Stored records

####################

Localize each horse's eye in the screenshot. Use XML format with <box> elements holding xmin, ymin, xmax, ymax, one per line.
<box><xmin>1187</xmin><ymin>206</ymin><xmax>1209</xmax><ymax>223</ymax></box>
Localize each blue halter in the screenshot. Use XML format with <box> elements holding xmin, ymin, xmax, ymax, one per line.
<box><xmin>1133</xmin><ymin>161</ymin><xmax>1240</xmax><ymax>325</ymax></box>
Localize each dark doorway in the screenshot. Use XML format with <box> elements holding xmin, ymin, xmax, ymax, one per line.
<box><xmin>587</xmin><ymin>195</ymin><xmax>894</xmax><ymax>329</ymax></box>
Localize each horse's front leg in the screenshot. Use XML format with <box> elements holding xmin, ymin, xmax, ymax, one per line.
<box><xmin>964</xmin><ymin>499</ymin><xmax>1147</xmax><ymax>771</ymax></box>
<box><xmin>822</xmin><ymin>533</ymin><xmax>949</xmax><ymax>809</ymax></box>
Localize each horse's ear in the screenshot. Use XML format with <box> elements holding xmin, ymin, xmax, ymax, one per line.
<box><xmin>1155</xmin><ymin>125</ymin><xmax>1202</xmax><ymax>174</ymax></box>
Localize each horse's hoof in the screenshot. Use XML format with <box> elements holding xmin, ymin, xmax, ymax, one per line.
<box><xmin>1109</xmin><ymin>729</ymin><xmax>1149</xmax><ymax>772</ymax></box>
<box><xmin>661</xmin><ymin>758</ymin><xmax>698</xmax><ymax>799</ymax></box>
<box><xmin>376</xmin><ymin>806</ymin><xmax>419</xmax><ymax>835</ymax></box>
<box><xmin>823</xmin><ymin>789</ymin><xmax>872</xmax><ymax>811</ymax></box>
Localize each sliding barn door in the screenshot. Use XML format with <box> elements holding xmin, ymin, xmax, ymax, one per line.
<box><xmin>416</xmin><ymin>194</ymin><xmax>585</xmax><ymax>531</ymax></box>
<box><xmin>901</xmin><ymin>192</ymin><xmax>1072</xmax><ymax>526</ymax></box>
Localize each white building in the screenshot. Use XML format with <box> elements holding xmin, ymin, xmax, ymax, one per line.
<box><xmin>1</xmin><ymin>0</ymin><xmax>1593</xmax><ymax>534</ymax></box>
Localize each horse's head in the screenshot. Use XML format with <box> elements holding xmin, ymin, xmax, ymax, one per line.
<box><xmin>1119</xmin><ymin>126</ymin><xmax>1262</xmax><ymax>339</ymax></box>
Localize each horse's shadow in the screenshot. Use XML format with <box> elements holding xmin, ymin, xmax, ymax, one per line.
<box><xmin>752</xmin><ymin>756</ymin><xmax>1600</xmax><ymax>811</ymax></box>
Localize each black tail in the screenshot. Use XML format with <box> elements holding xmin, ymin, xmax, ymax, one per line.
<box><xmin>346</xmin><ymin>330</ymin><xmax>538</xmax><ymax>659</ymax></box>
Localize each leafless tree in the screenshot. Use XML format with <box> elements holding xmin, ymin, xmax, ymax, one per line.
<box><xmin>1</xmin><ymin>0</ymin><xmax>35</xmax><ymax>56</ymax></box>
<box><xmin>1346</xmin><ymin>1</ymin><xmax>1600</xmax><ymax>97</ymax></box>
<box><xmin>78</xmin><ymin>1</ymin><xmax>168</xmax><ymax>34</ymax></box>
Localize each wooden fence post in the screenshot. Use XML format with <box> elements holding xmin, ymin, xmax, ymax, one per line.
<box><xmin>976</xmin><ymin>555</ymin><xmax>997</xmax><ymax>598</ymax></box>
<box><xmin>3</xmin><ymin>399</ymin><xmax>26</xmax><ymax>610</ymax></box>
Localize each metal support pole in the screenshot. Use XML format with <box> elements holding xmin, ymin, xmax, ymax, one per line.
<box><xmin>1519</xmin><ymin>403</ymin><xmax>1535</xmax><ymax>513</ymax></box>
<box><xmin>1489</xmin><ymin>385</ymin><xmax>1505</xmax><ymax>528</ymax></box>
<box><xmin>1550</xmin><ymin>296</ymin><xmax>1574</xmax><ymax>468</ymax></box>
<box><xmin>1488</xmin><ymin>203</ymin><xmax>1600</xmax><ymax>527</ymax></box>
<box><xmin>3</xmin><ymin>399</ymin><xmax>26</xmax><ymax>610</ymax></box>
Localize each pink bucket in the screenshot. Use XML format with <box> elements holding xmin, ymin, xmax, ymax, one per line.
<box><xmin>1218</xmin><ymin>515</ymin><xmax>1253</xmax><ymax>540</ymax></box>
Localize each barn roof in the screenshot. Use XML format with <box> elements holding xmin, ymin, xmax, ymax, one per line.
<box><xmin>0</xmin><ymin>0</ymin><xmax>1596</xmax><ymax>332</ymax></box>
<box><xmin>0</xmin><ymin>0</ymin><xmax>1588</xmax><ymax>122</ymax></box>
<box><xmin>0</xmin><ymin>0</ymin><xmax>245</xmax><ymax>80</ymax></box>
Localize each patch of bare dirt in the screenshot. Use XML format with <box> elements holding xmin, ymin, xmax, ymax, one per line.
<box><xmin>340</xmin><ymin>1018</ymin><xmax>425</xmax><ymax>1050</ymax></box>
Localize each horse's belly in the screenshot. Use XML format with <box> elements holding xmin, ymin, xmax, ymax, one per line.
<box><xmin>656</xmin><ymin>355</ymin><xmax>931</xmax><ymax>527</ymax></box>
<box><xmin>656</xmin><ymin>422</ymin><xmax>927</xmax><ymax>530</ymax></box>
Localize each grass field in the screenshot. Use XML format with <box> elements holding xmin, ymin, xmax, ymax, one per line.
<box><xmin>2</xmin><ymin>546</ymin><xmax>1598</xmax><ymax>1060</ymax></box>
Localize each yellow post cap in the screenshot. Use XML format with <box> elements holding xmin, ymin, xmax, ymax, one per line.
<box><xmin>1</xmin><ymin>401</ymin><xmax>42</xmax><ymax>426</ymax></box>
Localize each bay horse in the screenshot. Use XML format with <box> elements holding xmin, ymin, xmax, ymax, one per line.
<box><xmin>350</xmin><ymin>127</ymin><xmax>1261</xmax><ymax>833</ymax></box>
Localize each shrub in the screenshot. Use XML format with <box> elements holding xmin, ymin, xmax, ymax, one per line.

####################

_What to produce_
This exercise calls for repeating every line of the data exactly.

_Task output_
Localize each horse's eye in the screenshot. Use XML format with <box> elements holding xmin, ymin, xmax, ymax, one per line.
<box><xmin>1187</xmin><ymin>206</ymin><xmax>1209</xmax><ymax>223</ymax></box>
Localize each blue halter in the screenshot. Use XML format with <box> elements holding xmin, ymin, xmax, ymax, one per line.
<box><xmin>1133</xmin><ymin>161</ymin><xmax>1240</xmax><ymax>325</ymax></box>
Localize each dark doorway in the screenshot. Use XML format with <box> elements holding xmin, ymin, xmax, ymax, one per line.
<box><xmin>587</xmin><ymin>195</ymin><xmax>894</xmax><ymax>329</ymax></box>
Localize each horse's front leg in the screenshot. Use XML format with <box> elements holding xmin, ymin, xmax, ymax, one per line.
<box><xmin>964</xmin><ymin>499</ymin><xmax>1147</xmax><ymax>771</ymax></box>
<box><xmin>822</xmin><ymin>533</ymin><xmax>949</xmax><ymax>809</ymax></box>
Localize each horse's ear in the screenshot. Use XML format with <box> elements holding xmin, ymin, xmax, ymax, one per line.
<box><xmin>1155</xmin><ymin>125</ymin><xmax>1202</xmax><ymax>174</ymax></box>
Localize each horse's hoof in the screenshot. Use XML format with <box> elements holding xmin, ymin, xmax, ymax, one per line.
<box><xmin>1109</xmin><ymin>729</ymin><xmax>1149</xmax><ymax>772</ymax></box>
<box><xmin>661</xmin><ymin>758</ymin><xmax>698</xmax><ymax>799</ymax></box>
<box><xmin>376</xmin><ymin>806</ymin><xmax>419</xmax><ymax>835</ymax></box>
<box><xmin>823</xmin><ymin>789</ymin><xmax>872</xmax><ymax>811</ymax></box>
Localize each sliding barn door in the screenshot. Use XML format with <box> elements holding xmin, ymin, xmax, ymax, one per line.
<box><xmin>416</xmin><ymin>194</ymin><xmax>585</xmax><ymax>531</ymax></box>
<box><xmin>901</xmin><ymin>192</ymin><xmax>1072</xmax><ymax>526</ymax></box>
Localize each white building in the screenshot. Use XML format with <box> elements holding xmin, ymin, xmax, ymax, one per line.
<box><xmin>1</xmin><ymin>0</ymin><xmax>1593</xmax><ymax>534</ymax></box>
Localize each horse's head in the screenshot. Use XML format with <box> elements holding xmin, ymin, xmax, ymax, one per line.
<box><xmin>1119</xmin><ymin>126</ymin><xmax>1262</xmax><ymax>339</ymax></box>
Localize each horse's shadow in the screenshot. Use XML format with <box> elements holding xmin, ymin, xmax, ymax, one per line.
<box><xmin>752</xmin><ymin>756</ymin><xmax>1600</xmax><ymax>811</ymax></box>
Localize each black tail in the screenshot. Use XML format with <box> elements holding xmin, ymin, xmax, ymax, one per line.
<box><xmin>346</xmin><ymin>330</ymin><xmax>538</xmax><ymax>659</ymax></box>
Localize each leafless tree in the screenshot. Use XML format with <box> elements holding xmin, ymin, xmax, ymax, one per line.
<box><xmin>1</xmin><ymin>0</ymin><xmax>35</xmax><ymax>56</ymax></box>
<box><xmin>1346</xmin><ymin>1</ymin><xmax>1600</xmax><ymax>97</ymax></box>
<box><xmin>78</xmin><ymin>1</ymin><xmax>168</xmax><ymax>34</ymax></box>
Localize each wooden fence post in the screenshot. Use XML format with <box> elements holding xmin, ymin, xmax, ymax, one per line.
<box><xmin>976</xmin><ymin>555</ymin><xmax>997</xmax><ymax>598</ymax></box>
<box><xmin>3</xmin><ymin>399</ymin><xmax>26</xmax><ymax>610</ymax></box>
Localize each metal support pole in the screenshot. Use XML format with <box> elements holding xmin, ymin, xmax, ymax, one per line.
<box><xmin>1519</xmin><ymin>403</ymin><xmax>1535</xmax><ymax>513</ymax></box>
<box><xmin>1489</xmin><ymin>385</ymin><xmax>1505</xmax><ymax>528</ymax></box>
<box><xmin>1550</xmin><ymin>296</ymin><xmax>1574</xmax><ymax>468</ymax></box>
<box><xmin>1488</xmin><ymin>203</ymin><xmax>1600</xmax><ymax>527</ymax></box>
<box><xmin>3</xmin><ymin>399</ymin><xmax>26</xmax><ymax>610</ymax></box>
Localize each pink bucket in the screenshot. Use XML format with <box> elements holding xmin, ymin, xmax, ymax, one per line.
<box><xmin>1218</xmin><ymin>515</ymin><xmax>1253</xmax><ymax>540</ymax></box>
Localize each barn roof in the screenshot. Use XML format with <box> elements holding xmin, ymin, xmax, ymax, one per line.
<box><xmin>0</xmin><ymin>0</ymin><xmax>1596</xmax><ymax>332</ymax></box>
<box><xmin>0</xmin><ymin>0</ymin><xmax>1588</xmax><ymax>122</ymax></box>
<box><xmin>0</xmin><ymin>0</ymin><xmax>245</xmax><ymax>80</ymax></box>
Localize each patch of bare dirt in the screenshot. Use XML format with <box> elements holding xmin, ymin, xmax, ymax, one per line.
<box><xmin>340</xmin><ymin>1018</ymin><xmax>425</xmax><ymax>1050</ymax></box>
Localize each horse's belly in the screenshot. Use XML format with <box> elements holding xmin, ymin, xmax, ymax, one per line.
<box><xmin>656</xmin><ymin>355</ymin><xmax>931</xmax><ymax>527</ymax></box>
<box><xmin>656</xmin><ymin>422</ymin><xmax>927</xmax><ymax>530</ymax></box>
Localize each grass field in the screenshot. Use XML format with <box> elements holding xmin, ymin, xmax, ymax, one per line.
<box><xmin>2</xmin><ymin>546</ymin><xmax>1598</xmax><ymax>1060</ymax></box>
Localize each yellow post cap in the screenshot. Use XML format with <box> elements holding xmin, ymin, xmax, ymax, one per line.
<box><xmin>1</xmin><ymin>401</ymin><xmax>42</xmax><ymax>426</ymax></box>
Localize each bay horse in the screenshot. Use XML format with <box> elements holding xmin, ymin, xmax, ymax, one per line.
<box><xmin>350</xmin><ymin>127</ymin><xmax>1261</xmax><ymax>833</ymax></box>
Localize each shrub in the screenshot. Use XML format with <box> elements holding xmin, ymin, xmax, ymax, one per line.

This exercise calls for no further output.